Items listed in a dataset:
[Start of Attachment]

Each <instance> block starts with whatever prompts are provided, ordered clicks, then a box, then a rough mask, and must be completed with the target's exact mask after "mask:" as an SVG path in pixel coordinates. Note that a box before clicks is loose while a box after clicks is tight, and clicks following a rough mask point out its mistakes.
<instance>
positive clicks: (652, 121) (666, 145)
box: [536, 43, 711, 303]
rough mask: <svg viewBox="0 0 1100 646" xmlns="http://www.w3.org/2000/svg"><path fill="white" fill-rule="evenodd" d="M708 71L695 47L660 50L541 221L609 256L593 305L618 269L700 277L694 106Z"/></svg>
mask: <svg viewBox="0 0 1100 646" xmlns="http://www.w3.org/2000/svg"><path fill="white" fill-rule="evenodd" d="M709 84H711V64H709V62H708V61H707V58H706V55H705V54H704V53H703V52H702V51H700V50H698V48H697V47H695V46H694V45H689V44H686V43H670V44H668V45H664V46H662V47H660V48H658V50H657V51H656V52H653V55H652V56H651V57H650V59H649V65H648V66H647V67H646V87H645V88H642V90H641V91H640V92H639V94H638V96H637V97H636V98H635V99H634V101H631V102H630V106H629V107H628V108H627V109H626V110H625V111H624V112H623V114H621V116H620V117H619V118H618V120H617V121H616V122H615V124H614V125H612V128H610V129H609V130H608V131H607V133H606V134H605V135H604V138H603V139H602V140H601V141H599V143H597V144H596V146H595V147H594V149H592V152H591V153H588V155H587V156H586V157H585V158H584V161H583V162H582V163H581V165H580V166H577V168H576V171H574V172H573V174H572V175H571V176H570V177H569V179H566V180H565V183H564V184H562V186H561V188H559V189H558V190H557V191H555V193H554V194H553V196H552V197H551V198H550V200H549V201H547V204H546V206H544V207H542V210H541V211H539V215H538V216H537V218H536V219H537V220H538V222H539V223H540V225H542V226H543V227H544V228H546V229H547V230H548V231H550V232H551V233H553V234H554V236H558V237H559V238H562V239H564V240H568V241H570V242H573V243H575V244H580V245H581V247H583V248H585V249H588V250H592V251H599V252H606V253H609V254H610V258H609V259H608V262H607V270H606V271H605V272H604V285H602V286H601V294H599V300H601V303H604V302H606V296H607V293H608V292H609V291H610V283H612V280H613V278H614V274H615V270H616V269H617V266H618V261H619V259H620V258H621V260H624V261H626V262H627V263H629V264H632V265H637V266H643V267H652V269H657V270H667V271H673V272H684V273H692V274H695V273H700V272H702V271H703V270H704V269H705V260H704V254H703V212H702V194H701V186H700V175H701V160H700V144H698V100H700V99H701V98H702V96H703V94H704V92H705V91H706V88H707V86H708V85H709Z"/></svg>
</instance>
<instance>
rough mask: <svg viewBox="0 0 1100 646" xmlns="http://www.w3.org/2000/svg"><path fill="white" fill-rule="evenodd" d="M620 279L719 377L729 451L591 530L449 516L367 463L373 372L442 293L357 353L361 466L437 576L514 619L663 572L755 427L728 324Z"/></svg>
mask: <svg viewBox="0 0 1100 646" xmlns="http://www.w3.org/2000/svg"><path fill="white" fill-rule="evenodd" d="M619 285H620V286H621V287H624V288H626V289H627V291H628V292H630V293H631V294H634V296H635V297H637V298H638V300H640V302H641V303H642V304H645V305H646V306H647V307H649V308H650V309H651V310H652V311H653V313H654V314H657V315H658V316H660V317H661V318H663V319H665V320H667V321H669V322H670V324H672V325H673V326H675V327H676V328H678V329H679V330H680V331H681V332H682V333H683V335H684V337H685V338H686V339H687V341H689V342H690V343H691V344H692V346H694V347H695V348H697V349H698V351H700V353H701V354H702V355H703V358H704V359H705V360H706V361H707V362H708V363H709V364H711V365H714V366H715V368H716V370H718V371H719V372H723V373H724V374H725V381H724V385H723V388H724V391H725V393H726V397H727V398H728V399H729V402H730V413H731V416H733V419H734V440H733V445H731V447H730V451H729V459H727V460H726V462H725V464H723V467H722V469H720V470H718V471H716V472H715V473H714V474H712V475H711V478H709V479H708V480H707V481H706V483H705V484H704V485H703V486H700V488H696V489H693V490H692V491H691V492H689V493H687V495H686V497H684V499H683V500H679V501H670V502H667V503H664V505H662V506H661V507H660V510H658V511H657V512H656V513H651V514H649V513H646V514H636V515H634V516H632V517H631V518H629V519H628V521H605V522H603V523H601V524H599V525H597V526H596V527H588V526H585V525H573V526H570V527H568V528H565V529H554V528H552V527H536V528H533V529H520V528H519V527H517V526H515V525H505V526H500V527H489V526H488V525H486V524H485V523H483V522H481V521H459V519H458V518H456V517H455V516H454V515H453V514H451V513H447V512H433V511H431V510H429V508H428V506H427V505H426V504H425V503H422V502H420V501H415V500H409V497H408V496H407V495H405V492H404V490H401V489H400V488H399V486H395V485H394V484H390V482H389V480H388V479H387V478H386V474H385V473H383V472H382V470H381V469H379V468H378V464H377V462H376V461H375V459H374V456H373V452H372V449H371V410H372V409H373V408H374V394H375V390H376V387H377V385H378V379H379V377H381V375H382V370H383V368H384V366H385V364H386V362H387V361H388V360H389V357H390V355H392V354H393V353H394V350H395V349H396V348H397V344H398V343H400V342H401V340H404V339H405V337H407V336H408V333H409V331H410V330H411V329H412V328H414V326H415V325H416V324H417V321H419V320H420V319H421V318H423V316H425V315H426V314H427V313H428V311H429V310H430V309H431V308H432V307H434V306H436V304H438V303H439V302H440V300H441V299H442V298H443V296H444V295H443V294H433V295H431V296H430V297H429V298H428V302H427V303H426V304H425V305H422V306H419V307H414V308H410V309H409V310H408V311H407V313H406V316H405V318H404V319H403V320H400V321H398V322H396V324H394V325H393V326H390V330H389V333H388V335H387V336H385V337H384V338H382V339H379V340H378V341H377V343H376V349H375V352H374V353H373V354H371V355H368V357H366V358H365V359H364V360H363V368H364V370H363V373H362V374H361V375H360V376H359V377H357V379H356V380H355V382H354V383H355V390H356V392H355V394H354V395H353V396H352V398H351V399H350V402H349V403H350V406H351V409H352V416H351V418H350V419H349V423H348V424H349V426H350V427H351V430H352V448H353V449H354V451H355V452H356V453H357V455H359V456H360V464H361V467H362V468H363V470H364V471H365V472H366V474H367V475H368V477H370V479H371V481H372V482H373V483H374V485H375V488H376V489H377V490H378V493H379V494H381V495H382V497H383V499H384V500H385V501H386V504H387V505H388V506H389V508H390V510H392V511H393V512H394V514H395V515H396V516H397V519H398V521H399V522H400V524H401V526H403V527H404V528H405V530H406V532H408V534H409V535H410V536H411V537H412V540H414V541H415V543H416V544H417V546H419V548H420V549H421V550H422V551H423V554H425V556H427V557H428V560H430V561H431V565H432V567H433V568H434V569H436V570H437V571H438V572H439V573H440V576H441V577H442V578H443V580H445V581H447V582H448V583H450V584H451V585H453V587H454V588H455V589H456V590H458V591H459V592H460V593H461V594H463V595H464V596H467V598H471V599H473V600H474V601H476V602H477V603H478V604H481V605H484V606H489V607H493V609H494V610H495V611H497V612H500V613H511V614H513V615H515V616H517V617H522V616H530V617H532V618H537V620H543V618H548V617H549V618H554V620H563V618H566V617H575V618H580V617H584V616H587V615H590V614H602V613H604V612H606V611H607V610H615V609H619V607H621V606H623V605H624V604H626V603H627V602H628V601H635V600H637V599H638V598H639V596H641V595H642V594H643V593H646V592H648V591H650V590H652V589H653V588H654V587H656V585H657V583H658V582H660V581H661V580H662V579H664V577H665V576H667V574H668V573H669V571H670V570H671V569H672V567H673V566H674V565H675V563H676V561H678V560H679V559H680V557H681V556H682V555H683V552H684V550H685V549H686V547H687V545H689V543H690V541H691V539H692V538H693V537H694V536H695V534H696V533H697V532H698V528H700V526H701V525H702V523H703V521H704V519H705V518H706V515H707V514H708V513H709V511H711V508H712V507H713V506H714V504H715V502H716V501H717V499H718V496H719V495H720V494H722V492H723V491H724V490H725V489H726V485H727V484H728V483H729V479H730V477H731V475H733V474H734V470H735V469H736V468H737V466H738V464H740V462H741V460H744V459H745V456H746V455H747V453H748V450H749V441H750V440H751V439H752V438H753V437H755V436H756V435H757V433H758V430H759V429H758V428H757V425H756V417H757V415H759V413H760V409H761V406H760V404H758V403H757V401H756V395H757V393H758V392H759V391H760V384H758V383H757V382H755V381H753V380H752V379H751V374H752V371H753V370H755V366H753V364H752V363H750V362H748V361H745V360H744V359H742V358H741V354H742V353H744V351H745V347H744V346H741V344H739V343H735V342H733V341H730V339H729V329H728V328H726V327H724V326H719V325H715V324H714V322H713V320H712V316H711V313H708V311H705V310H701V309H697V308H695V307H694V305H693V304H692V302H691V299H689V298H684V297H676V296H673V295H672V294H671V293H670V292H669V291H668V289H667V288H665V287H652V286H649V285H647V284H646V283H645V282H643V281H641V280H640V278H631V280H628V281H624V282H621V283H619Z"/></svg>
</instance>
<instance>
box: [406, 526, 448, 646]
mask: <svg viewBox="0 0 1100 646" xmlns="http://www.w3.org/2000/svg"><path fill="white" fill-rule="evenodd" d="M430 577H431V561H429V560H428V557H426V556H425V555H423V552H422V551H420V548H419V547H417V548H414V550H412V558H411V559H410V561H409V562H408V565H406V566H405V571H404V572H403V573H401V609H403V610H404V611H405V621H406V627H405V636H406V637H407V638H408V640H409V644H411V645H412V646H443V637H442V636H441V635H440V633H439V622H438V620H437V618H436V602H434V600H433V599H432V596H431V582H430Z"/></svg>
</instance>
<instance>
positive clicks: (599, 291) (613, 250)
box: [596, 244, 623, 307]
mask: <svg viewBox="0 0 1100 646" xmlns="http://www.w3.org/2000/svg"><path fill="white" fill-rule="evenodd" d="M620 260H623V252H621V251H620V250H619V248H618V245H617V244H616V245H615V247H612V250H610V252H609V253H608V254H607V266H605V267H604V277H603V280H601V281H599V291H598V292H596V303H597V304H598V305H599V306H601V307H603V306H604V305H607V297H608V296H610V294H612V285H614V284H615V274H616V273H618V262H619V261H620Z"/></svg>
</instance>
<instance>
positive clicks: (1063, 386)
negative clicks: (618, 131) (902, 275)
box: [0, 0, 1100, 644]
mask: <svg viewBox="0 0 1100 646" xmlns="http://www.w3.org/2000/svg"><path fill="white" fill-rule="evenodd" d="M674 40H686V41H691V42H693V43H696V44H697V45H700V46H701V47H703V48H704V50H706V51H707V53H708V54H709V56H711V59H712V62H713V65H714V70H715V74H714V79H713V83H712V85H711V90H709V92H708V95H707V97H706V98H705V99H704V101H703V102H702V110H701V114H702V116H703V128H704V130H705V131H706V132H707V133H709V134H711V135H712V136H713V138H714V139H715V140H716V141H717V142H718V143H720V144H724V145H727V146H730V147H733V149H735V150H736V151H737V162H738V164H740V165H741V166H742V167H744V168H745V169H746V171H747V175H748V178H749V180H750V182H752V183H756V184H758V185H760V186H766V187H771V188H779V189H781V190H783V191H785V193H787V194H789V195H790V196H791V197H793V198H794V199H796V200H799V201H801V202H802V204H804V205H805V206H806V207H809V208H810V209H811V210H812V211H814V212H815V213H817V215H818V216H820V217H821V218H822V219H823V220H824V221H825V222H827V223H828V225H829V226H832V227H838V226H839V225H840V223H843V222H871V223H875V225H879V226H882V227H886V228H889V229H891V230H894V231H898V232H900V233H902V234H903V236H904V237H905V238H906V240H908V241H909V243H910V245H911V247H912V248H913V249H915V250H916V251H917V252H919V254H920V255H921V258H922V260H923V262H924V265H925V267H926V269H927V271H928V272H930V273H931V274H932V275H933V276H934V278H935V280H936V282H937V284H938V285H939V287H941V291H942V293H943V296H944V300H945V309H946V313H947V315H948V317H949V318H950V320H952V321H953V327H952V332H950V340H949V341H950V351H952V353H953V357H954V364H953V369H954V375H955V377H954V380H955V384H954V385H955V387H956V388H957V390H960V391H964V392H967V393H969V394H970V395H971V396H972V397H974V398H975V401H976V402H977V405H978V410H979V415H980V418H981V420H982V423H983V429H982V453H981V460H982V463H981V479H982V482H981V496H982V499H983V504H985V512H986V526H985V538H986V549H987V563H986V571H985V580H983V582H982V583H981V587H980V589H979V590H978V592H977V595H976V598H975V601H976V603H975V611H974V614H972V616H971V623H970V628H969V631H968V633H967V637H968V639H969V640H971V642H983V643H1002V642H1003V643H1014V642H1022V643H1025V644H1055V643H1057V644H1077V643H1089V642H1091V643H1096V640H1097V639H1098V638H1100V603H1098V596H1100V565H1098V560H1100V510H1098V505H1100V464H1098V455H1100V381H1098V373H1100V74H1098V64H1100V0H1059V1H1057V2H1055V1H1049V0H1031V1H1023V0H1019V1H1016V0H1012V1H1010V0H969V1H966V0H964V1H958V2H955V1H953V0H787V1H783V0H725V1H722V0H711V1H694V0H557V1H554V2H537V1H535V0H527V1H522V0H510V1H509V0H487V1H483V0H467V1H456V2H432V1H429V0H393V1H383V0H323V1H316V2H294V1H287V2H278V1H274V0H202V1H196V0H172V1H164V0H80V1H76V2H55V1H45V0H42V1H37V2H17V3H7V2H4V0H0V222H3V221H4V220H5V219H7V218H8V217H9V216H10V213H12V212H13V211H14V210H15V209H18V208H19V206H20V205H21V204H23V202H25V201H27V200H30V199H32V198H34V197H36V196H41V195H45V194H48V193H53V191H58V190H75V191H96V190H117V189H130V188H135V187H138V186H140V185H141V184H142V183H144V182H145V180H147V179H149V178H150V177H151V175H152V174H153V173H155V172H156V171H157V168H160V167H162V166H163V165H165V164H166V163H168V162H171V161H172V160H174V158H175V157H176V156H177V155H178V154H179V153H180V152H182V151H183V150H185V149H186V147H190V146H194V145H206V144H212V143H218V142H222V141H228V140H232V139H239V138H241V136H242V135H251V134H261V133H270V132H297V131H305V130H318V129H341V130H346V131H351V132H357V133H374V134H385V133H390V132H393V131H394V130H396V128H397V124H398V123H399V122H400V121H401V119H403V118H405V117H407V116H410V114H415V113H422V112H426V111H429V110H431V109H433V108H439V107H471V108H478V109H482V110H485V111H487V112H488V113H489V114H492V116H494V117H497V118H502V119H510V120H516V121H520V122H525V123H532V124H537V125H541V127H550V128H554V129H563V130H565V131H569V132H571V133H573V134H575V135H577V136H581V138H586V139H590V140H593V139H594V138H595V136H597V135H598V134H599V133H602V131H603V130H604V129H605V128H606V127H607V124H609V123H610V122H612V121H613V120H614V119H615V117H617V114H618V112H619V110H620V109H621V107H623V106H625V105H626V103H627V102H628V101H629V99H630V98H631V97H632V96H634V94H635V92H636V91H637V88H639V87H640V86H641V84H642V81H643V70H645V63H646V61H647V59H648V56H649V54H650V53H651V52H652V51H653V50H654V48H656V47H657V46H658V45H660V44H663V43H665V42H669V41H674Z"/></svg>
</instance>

[End of Attachment]

> _What you need to do_
Reproduce the data from its first line through the line containing "71L695 47L660 50L541", switching "rough mask" to "coarse mask" and leaving everything else unchanged.

> _Finished exercise_
Each <instance> block starts with whatever prompts are provided, ordered clicks, then a box, then a coarse mask, and must be completed with the target's exact mask after "mask:" as an SVG path in pixel coordinates. Note that a box before clicks is loose while a box after clicks is tight, and clicks following a coarse mask point out its mistakes.
<instance>
positive clicks: (652, 121) (666, 145)
box: [536, 43, 711, 303]
coarse mask: <svg viewBox="0 0 1100 646" xmlns="http://www.w3.org/2000/svg"><path fill="white" fill-rule="evenodd" d="M708 71L695 47L660 50L541 221L609 256L593 305L618 269L700 277L694 106Z"/></svg>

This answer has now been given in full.